*Recorded data*:
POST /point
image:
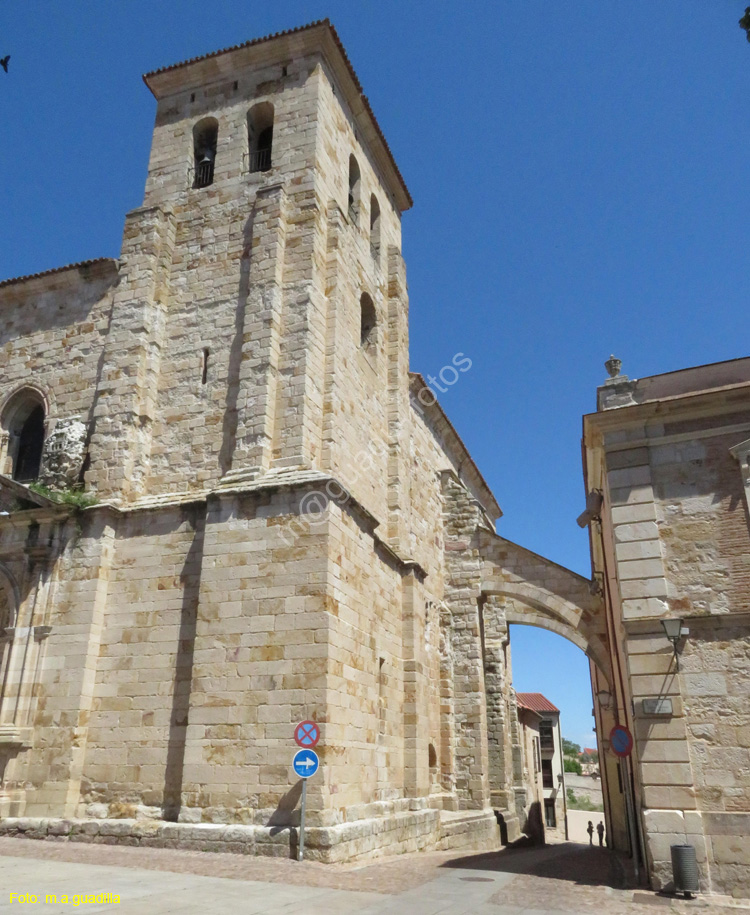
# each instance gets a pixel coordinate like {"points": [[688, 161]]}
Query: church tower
{"points": [[260, 322]]}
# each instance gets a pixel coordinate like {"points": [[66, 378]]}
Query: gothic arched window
{"points": [[24, 422], [205, 139]]}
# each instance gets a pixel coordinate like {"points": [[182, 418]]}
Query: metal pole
{"points": [[630, 816], [301, 848]]}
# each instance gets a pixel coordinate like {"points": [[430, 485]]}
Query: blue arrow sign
{"points": [[305, 763]]}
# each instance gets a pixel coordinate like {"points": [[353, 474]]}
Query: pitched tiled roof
{"points": [[302, 28], [76, 266], [536, 702]]}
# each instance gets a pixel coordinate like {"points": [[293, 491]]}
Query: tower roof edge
{"points": [[320, 35]]}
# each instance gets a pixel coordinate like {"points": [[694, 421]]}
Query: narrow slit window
{"points": [[205, 139], [374, 227], [355, 184], [368, 321], [260, 137]]}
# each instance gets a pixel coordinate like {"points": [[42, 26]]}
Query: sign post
{"points": [[305, 764]]}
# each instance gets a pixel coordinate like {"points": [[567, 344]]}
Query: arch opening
{"points": [[24, 421], [205, 141]]}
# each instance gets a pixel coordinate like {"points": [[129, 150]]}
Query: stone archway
{"points": [[538, 592], [490, 583]]}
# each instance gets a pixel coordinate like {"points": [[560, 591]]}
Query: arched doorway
{"points": [[520, 588]]}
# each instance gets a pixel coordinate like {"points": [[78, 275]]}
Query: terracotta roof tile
{"points": [[76, 266], [536, 702]]}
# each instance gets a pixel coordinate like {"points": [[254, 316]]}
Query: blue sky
{"points": [[580, 181]]}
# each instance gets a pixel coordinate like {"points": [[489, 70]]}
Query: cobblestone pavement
{"points": [[564, 878]]}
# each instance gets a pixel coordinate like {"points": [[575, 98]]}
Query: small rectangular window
{"points": [[549, 813]]}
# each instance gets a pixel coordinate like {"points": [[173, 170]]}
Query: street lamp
{"points": [[673, 630]]}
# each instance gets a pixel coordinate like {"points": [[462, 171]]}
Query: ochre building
{"points": [[284, 526]]}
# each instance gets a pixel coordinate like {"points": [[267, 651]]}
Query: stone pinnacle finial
{"points": [[613, 366]]}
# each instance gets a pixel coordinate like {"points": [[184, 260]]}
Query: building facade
{"points": [[248, 511], [546, 801], [667, 459]]}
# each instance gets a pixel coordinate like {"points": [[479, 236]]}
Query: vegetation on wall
{"points": [[76, 498]]}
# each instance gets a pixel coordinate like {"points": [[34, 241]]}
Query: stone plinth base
{"points": [[403, 832]]}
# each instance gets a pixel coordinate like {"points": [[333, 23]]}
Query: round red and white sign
{"points": [[306, 734]]}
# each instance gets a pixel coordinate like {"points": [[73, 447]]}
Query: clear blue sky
{"points": [[580, 177]]}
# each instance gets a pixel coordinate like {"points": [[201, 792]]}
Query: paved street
{"points": [[558, 879]]}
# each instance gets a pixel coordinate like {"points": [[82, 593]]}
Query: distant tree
{"points": [[581, 803], [570, 748]]}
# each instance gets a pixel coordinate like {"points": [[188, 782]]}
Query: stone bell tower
{"points": [[260, 322]]}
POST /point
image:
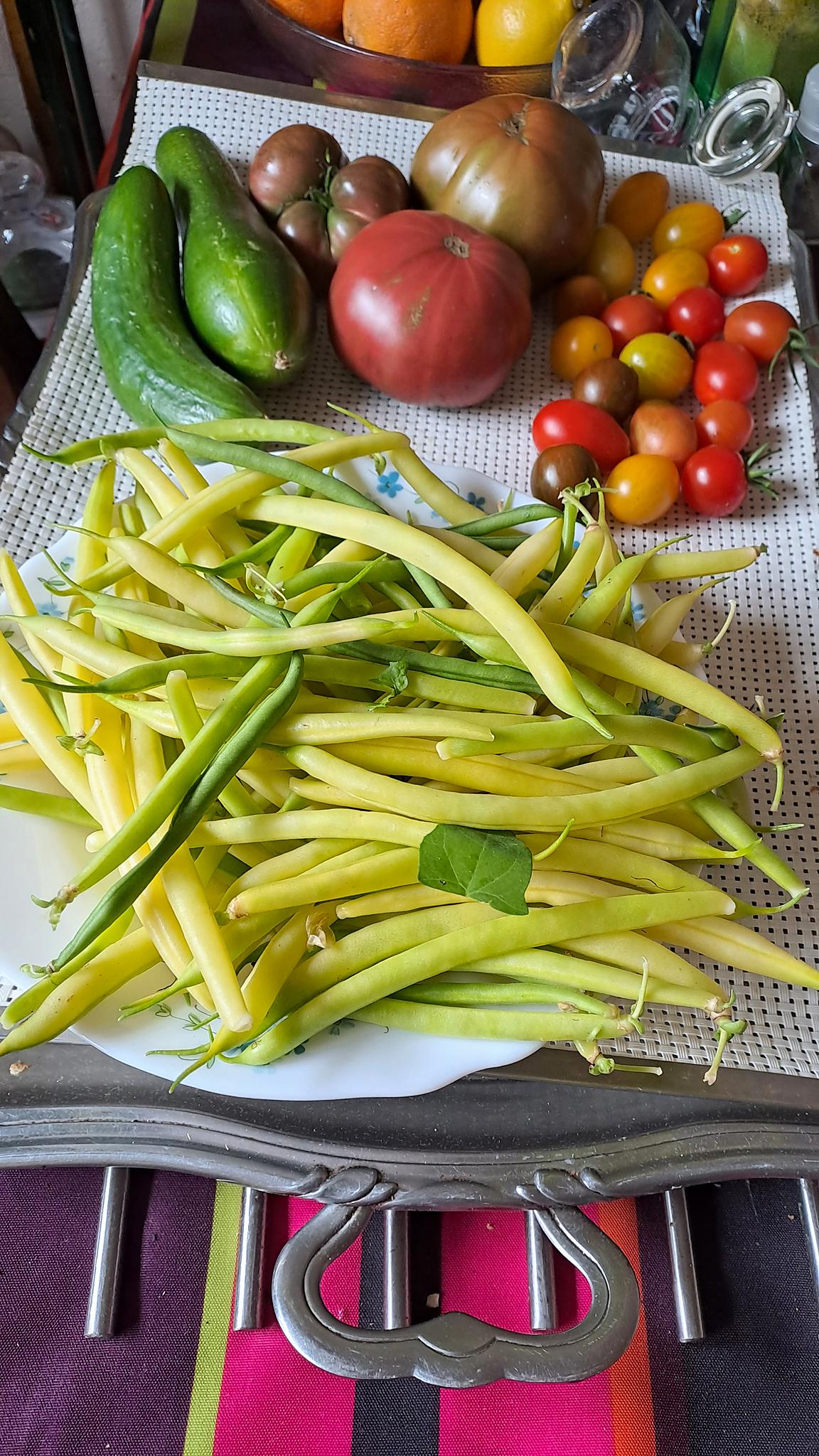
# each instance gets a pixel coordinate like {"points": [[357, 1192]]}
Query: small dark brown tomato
{"points": [[369, 187], [289, 164], [559, 469], [304, 228], [609, 385]]}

*What is expected*: Copy out the data above to the letter, and keep every picture out of it.

*Result of the task*:
POST /point
image:
# each instance gets a pixel coordinate like {"points": [[688, 161]]}
Query: church tower
{"points": [[260, 322]]}
# each instance gets a pixel coordinate like {"points": [[66, 378]]}
Query: gothic arched window
{"points": [[24, 422], [205, 139]]}
# each instance gets a pixel coordinate like {"points": [[182, 418]]}
Query: metal pole
{"points": [[630, 816], [301, 848]]}
# each instance gets a pixel coordinate like {"points": [[430, 485]]}
Query: blue arrow sign
{"points": [[305, 763]]}
# each instance gets a pixel coordinate like {"points": [[353, 474]]}
Query: pitched tiled roof
{"points": [[302, 28], [76, 266], [536, 702]]}
# each instance gets a pixel coordinate like {"points": [[293, 491]]}
Query: tower roof edge
{"points": [[320, 35]]}
# each instance gets a pixel coordinate like {"points": [[694, 421]]}
Query: narrow slit window
{"points": [[205, 139], [374, 227], [355, 184], [368, 321], [260, 137]]}
# each instance gets a pixel coordinate like {"points": [[42, 26]]}
Query: sign post
{"points": [[305, 764]]}
# each instance gets a pixel coordinate like {"points": [[567, 344]]}
Query: arch opening
{"points": [[24, 421], [205, 141]]}
# each instance gets a pixel coordinate like {"points": [[129, 150]]}
Query: stone archway
{"points": [[538, 592], [490, 583]]}
# each instance gets a pixel coordinate like {"points": [[560, 591]]}
Query: arched doorway
{"points": [[520, 588]]}
# each instance gets a pixel coordinate like {"points": [[78, 275]]}
Query: terracotta roof tile
{"points": [[76, 266], [536, 702]]}
# each instance gets a pixel coordinate like {"points": [[254, 316]]}
Query: blue sky
{"points": [[580, 181]]}
# each instance gets a pixel coordinate like {"points": [[489, 70]]}
Query: cobblestone pavement
{"points": [[564, 878]]}
# each instance gets a pixel coordinate like {"points": [[575, 98]]}
Query: small rectangular window
{"points": [[549, 813]]}
# each instance gets a pixel coordinate like {"points": [[173, 170]]}
Query: street lamp
{"points": [[673, 630]]}
# each instance gets a pixel coordinate like {"points": [[462, 171]]}
Query: ochre building
{"points": [[284, 526]]}
# each instance gets a pixel coordinate like {"points": [[267, 651]]}
Query: stone pinnacle finial
{"points": [[613, 366]]}
# each instance gets a pixel coordinate like {"points": [[184, 260]]}
Query: building facade
{"points": [[248, 511], [546, 801], [667, 459]]}
# each instance gets a pixel coordinate like {"points": [[479, 236]]}
Query: vegetation on wall
{"points": [[76, 498]]}
# each instance gets a pixel coordinate like {"points": [[34, 241]]}
Query: stone plinth base
{"points": [[403, 832]]}
# each instance gets a pixel coordinate like {"points": [[333, 23]]}
Query: round red and white sign
{"points": [[306, 734]]}
# each instance gets a pixel coordinate like {"points": [[73, 447]]}
Query: clear blue sky
{"points": [[580, 177]]}
# each instance gets a pixel coordinate like {"points": [[201, 792]]}
Query: paved street
{"points": [[558, 879]]}
# each instance gets a pixel coordinate like {"points": [[82, 593]]}
Query: distant tree
{"points": [[581, 803], [570, 748]]}
# each instance gets a pixel coordinate like {"points": [[188, 782]]}
Query: stone bell tower
{"points": [[260, 322]]}
POST /point
image:
# each instance gets a pixel coordinate like {"points": [[357, 1192]]}
Query: small dark brown tomato
{"points": [[369, 187], [289, 164], [559, 469], [304, 228], [609, 385]]}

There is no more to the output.